[[ EXTRACTED INFORMATION open ]]
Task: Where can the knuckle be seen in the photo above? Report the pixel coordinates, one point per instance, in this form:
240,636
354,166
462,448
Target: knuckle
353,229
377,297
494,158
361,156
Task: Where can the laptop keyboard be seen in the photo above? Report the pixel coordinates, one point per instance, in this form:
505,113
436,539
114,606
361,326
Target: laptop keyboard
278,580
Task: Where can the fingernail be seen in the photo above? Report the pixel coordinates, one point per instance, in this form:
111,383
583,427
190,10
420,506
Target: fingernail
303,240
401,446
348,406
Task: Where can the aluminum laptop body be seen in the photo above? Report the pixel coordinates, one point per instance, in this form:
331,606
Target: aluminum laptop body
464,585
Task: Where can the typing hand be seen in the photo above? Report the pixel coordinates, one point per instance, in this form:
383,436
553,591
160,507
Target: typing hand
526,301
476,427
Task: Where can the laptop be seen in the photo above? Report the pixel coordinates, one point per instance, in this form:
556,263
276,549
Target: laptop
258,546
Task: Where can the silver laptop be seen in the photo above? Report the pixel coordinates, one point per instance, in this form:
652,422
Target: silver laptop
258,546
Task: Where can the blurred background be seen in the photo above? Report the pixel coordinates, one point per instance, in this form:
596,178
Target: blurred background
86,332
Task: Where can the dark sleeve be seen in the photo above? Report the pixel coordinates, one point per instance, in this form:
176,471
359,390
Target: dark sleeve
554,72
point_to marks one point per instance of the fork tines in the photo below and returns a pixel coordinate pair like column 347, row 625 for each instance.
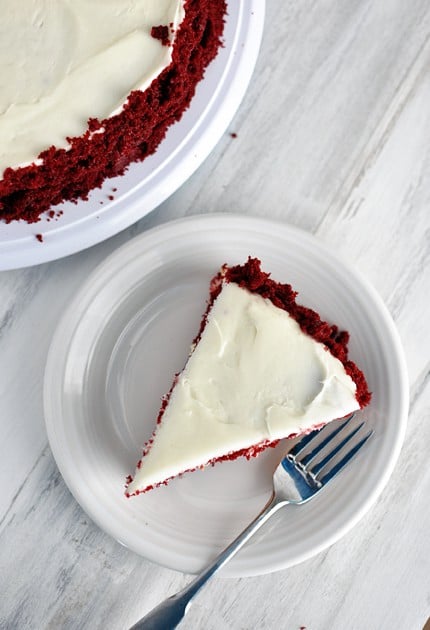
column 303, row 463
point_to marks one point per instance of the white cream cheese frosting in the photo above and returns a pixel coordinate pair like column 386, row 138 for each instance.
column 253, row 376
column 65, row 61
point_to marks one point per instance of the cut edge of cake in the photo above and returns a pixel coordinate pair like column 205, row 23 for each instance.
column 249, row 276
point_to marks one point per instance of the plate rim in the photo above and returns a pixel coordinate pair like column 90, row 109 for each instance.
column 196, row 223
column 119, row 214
[[ EXTRACTED INFORMATION closed ]]
[[ EXTRACTED INFORMATION open ]]
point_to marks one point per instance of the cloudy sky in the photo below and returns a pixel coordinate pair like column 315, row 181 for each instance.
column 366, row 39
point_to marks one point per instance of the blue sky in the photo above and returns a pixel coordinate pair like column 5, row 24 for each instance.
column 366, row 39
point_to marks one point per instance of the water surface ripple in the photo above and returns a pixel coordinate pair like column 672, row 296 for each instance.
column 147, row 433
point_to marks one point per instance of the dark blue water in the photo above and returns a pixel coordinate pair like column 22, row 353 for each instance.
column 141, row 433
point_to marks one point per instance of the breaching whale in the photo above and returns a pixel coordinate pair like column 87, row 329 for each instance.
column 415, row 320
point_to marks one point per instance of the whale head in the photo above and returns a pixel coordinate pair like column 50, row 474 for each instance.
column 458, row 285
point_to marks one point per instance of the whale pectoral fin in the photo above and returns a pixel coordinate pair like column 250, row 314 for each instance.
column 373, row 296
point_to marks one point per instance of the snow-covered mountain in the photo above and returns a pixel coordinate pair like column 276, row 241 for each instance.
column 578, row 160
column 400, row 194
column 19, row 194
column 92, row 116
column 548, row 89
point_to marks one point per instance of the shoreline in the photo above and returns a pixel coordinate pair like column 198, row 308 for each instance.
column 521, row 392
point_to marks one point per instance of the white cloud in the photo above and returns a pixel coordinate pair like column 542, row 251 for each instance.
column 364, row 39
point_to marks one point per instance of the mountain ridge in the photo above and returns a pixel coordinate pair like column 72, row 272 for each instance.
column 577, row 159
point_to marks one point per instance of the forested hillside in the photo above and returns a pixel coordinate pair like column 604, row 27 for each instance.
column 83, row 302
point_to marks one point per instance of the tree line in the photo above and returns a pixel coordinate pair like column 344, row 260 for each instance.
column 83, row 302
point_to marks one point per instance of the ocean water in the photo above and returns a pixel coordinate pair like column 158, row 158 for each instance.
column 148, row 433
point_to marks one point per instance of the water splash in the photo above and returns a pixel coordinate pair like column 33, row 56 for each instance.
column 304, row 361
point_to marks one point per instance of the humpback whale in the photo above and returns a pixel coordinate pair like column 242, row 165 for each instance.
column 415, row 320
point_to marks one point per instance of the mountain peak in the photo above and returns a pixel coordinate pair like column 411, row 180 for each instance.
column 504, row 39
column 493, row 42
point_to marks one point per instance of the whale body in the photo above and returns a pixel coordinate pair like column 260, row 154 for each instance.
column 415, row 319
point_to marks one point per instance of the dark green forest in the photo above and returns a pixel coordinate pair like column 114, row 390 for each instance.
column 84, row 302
[[ EXTRACTED INFORMATION closed ]]
- _EXERCISE AIM_:
Copy every line in the data above that has the string "Task" in it.

- _EXERCISE OUTPUT_:
Task: Where can the knuckle be seen in the photo above? Report the pixel coordinates, one point per instance, in this form:
Task: Where can the laptop keyboard be seen in the photo above? Report the pixel coordinates, one point per instance, in this form:
Task: Where can the fingernail be seen in the photo above? Report the pixel coordinates, one point per instance, in this form:
Task: Where can the aluminum laptop body be seen in the photo above? Report the pixel coordinates, one point per instance, in this form:
Task: Where can the typing hand be seen in the photo above? Report the pixel coordinates, one point per instance, in this form:
Task: Where can the laptop be seen in the photo above? Report the pixel coordinates, one point per instance, in this form:
Task: Where can the silver laptop be seen in the photo above? Report the pixel coordinates, one point per instance, in this form:
Task: Where can the blurred background be seen in the photo above? Report the pixel coordinates, one point per instance, in this form:
Task: Where can the dark sleeve be seen in the photo above? Report the pixel coordinates, one point per instance, in this form:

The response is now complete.